» **Instructions for the task**
Please reproduce the data below, substituting "the detector" for each occurrence of "the model" and keeping everything else unchanged.

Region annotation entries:
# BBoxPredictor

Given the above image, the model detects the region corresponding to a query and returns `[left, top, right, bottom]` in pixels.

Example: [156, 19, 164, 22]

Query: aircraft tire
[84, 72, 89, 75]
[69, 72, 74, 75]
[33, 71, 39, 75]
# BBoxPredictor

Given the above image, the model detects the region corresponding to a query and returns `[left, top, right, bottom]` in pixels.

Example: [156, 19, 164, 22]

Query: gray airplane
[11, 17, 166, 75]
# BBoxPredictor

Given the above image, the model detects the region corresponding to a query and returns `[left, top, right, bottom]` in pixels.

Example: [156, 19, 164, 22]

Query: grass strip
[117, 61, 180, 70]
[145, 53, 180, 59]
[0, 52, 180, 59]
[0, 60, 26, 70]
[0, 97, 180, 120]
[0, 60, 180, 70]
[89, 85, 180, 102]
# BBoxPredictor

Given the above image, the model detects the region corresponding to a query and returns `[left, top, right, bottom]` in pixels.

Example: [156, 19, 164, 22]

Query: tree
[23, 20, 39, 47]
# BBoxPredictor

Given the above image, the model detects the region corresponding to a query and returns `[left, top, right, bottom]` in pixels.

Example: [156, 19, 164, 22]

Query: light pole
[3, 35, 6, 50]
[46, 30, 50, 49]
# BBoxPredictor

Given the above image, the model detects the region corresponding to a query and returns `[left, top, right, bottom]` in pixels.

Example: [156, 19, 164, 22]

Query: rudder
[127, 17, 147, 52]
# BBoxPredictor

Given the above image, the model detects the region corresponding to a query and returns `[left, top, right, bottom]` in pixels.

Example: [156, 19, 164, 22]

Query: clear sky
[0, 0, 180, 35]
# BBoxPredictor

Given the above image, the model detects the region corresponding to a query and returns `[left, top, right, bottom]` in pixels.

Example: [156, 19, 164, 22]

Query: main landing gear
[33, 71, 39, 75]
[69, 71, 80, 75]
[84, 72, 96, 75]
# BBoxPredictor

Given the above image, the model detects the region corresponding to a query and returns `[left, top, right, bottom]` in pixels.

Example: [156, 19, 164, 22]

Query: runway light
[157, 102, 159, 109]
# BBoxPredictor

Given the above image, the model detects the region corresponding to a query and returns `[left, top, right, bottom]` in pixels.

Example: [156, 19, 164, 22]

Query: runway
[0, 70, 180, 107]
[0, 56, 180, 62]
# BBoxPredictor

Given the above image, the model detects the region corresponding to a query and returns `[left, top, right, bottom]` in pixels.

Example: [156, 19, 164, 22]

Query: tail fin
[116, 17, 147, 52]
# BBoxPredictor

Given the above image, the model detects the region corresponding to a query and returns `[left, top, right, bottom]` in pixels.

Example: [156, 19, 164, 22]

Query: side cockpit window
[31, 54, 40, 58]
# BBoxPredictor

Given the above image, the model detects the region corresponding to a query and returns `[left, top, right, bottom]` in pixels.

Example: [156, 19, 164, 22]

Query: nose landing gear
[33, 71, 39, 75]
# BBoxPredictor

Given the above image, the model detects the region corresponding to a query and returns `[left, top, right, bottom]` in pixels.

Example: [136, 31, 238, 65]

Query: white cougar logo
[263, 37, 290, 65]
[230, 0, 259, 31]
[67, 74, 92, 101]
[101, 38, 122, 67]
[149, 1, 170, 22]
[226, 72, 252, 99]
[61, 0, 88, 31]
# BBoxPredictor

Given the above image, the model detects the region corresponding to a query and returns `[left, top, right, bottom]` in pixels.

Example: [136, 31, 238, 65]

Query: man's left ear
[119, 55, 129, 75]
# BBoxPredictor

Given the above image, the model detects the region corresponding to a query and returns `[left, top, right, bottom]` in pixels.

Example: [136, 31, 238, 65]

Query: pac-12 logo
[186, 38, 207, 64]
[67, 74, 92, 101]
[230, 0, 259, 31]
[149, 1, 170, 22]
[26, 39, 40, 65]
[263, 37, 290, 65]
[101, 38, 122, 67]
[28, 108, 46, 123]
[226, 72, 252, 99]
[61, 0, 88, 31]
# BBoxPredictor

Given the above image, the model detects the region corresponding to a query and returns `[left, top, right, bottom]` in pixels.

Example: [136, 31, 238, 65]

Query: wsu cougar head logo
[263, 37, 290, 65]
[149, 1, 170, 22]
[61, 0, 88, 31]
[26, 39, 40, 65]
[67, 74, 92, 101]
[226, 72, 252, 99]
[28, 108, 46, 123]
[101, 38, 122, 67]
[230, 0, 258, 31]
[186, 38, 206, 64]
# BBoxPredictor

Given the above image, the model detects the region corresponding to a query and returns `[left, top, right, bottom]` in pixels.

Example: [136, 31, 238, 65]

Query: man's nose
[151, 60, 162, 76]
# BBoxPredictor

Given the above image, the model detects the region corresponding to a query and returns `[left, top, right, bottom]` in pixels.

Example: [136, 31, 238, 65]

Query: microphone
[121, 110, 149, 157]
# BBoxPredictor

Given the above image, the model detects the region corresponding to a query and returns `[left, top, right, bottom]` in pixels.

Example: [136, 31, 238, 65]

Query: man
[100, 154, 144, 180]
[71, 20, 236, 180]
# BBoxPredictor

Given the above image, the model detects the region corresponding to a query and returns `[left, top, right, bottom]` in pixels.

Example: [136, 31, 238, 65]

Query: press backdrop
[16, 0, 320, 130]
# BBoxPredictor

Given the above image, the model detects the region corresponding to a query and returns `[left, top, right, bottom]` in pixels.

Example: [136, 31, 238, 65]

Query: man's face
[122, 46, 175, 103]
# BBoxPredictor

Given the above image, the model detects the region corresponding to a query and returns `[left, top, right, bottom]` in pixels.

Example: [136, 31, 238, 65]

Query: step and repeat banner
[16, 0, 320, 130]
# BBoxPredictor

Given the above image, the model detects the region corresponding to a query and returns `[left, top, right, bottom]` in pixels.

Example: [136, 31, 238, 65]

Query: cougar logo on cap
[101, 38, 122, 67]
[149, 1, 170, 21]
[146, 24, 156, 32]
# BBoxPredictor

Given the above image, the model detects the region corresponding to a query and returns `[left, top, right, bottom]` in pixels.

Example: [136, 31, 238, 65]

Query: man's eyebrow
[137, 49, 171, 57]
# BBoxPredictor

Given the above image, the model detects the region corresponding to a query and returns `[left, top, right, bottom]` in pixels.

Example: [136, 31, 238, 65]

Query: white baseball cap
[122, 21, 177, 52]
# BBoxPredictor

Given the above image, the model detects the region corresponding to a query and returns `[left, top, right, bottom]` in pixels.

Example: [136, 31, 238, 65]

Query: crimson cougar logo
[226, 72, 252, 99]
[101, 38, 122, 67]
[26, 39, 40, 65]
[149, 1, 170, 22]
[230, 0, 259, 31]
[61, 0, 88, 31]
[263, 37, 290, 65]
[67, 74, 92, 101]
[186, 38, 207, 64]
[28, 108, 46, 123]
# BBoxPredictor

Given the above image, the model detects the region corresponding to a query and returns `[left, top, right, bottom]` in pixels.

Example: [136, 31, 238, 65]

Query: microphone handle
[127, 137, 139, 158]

» **Completed exercise**
# BBoxPredictor

Given the above image, the detector detects the region corresponding to a query and returns `[left, top, right, bottom]` in pixels.

Example: [156, 19, 164, 22]

Query: aircraft tire
[84, 72, 89, 75]
[69, 72, 74, 75]
[33, 71, 39, 75]
# BBoxPredictor

Given the above image, the detector detects the region corresponding to a query and returns `[left, top, right, bottom]` in pixels.

Example: [156, 19, 164, 22]

Query: gray airplane
[11, 17, 166, 75]
# BBoxPredictor

Given the above image, the detector detects the region corresponding to a query and returns `[left, top, right, bottom]` in pixels.

Example: [156, 19, 164, 22]

Query: grass strip
[117, 61, 180, 70]
[145, 53, 180, 59]
[0, 52, 180, 59]
[0, 60, 26, 70]
[0, 97, 180, 120]
[0, 60, 180, 70]
[89, 85, 180, 102]
# BBoxPredictor

Given the above image, the detector detects the region corresponding to a query and returns `[left, top, right, bottom]` in pixels.

Example: [156, 19, 164, 22]

Query: tree
[23, 20, 39, 47]
# BBoxPredictor

Given the above image, the detector detects the region corresponding to a query and returns `[left, top, right, bottom]` in pixels.

Example: [156, 19, 164, 22]

Query: light pole
[3, 35, 6, 50]
[46, 30, 50, 49]
# BBoxPredictor

Given the above image, the detector detects the region corresponding to a query and returns `[left, top, right, bottom]` in pixels.

Example: [156, 19, 164, 22]

Query: rudder
[127, 17, 147, 52]
# BBoxPredictor

Given the above image, the detector detects the region corresponding to a query and returns `[left, top, right, bottom]` in pixels.

Example: [156, 19, 164, 22]

Query: clear sky
[0, 0, 180, 35]
# BBoxPredictor

Given the above image, the detector detects the region corresponding to a query and returns `[left, top, right, bottom]` in pixels.

Example: [156, 19, 164, 22]

Query: main landing gear
[33, 71, 39, 75]
[69, 71, 80, 75]
[84, 72, 96, 75]
# BBoxPredictor

Given the above image, the detector detects the region corresponding to a query and returns `[left, top, right, bottom]` in pixels.

Example: [156, 19, 164, 22]

Query: runway light
[157, 102, 159, 109]
# BBoxPredictor

Given the above image, the detector detects the region corresponding to a query and returns `[left, top, right, bottom]` in pixels.

Example: [156, 19, 164, 22]

Query: runway
[0, 70, 180, 107]
[0, 56, 180, 62]
# BBoxPredictor

Given the above image, the detector detects the region corresponding to a query and returns `[left, top, right, bottom]` in pixels.

Example: [156, 19, 164, 22]

Query: tail fin
[116, 17, 147, 52]
# BBoxPredictor

Given the above image, the detector detects the region corresponding to a query and returns `[left, top, right, bottom]` in pixels.

Example: [156, 19, 164, 22]

Query: side cockpit window
[31, 54, 40, 58]
# BBoxPredictor

Given the above image, the detector detects the region corresponding to a query and returns `[left, top, right, bottom]` in pixels.

Example: [156, 19, 164, 22]

Query: nose landing gear
[33, 71, 39, 75]
# BBoxPredictor

Given the above image, the detector detects the region corresponding to a query and returns `[left, top, right, bottom]` in pixels.

Example: [136, 31, 238, 65]

Query: white cougar logo
[263, 37, 290, 65]
[230, 0, 259, 31]
[67, 74, 92, 101]
[101, 38, 122, 67]
[149, 1, 170, 22]
[226, 72, 252, 99]
[61, 0, 88, 31]
# BBoxPredictor

Given the above image, the detector detects the region corresponding to a query and returns `[left, top, right, bottom]` in pixels.

Example: [136, 31, 238, 65]

Query: man's left ear
[119, 55, 129, 75]
# BBoxPredictor

Given the above image, the detector detects the region corresponding to a query and returns `[left, top, right, bottom]` in pixels.

Example: [136, 31, 238, 65]

Query: pac-12 logo
[186, 38, 207, 64]
[67, 74, 92, 101]
[230, 0, 259, 31]
[149, 1, 170, 22]
[26, 39, 40, 65]
[263, 37, 290, 65]
[101, 38, 122, 67]
[28, 108, 46, 123]
[226, 72, 252, 99]
[61, 0, 88, 31]
# BBoxPredictor

Given the above image, the detector detects the region corresponding to a query and returns `[left, top, right, bottom]` in pixels.

Example: [136, 31, 238, 65]

Query: wsu cougar head logo
[263, 37, 290, 65]
[149, 1, 170, 22]
[61, 0, 88, 31]
[26, 39, 40, 65]
[67, 74, 92, 101]
[226, 72, 252, 99]
[28, 108, 46, 123]
[101, 38, 122, 67]
[230, 0, 258, 31]
[186, 38, 206, 64]
# BBoxPredictor

Given the above image, the detector detects the region corresponding to a query and returns `[left, top, right, bottom]` in pixels.

Example: [136, 31, 238, 65]

Query: man's nose
[151, 60, 162, 76]
# BBoxPredictor

Given the above image, the detector detects the region corresponding to a query and returns `[left, top, right, bottom]` in pixels.

Example: [136, 31, 238, 65]

Query: microphone
[121, 110, 149, 157]
# BBoxPredictor

Given the above image, the detector detects the region corresponding to a query and returns `[left, top, right, bottom]` in pixels.

Example: [136, 31, 238, 65]

Query: man
[100, 154, 144, 180]
[71, 20, 236, 180]
# BBoxPredictor

Given the above image, the detector detects the region corresponding to a query and returns `[left, top, right, bottom]` in pixels.

Example: [136, 31, 238, 65]

Query: press backdrop
[16, 0, 320, 130]
# BBoxPredictor

Given the above image, the detector detects the region corresponding to a query and returns `[left, top, right, bottom]` in pixels.

Example: [136, 31, 238, 65]

Query: man's face
[122, 46, 175, 103]
# BBoxPredictor

Given the above image, the detector detects the region corresponding to a query and returns `[left, top, right, bottom]` in pixels.

Example: [136, 31, 238, 65]

Query: step and repeat banner
[16, 0, 320, 130]
# BBoxPredictor

Given the above image, the detector detects the region corresponding to a query and returns `[left, top, right, bottom]` in pixels.

Example: [136, 31, 238, 65]

Query: cougar logo on cap
[101, 38, 122, 67]
[149, 1, 170, 21]
[146, 24, 156, 32]
# BBoxPredictor

Given the above image, the detector detects the region corresponding to a query and returns `[left, top, right, bottom]` in pixels.

Example: [136, 31, 238, 65]

Query: man's eyebrow
[137, 49, 171, 57]
# BBoxPredictor

Given the above image, the detector detects the region corresponding to a query and returns `[left, top, right, bottom]` in pixels.

Example: [136, 31, 238, 65]

Query: white baseball cap
[122, 21, 177, 52]
# BBoxPredictor

Given the above image, the detector detects the region corresponding to a query and returns `[left, top, right, bottom]` in pixels.

Example: [136, 31, 238, 65]

Query: crimson cougar logo
[226, 72, 252, 99]
[101, 38, 122, 67]
[26, 39, 40, 65]
[149, 1, 170, 22]
[230, 0, 259, 31]
[61, 0, 88, 31]
[263, 37, 290, 65]
[67, 74, 92, 101]
[186, 38, 207, 64]
[28, 108, 46, 123]
# BBoxPredictor

Given the above image, the detector detects the region corresponding to a query and returns `[left, top, right, bottom]` in pixels.

Example: [136, 31, 238, 65]

Query: microphone handle
[127, 137, 139, 158]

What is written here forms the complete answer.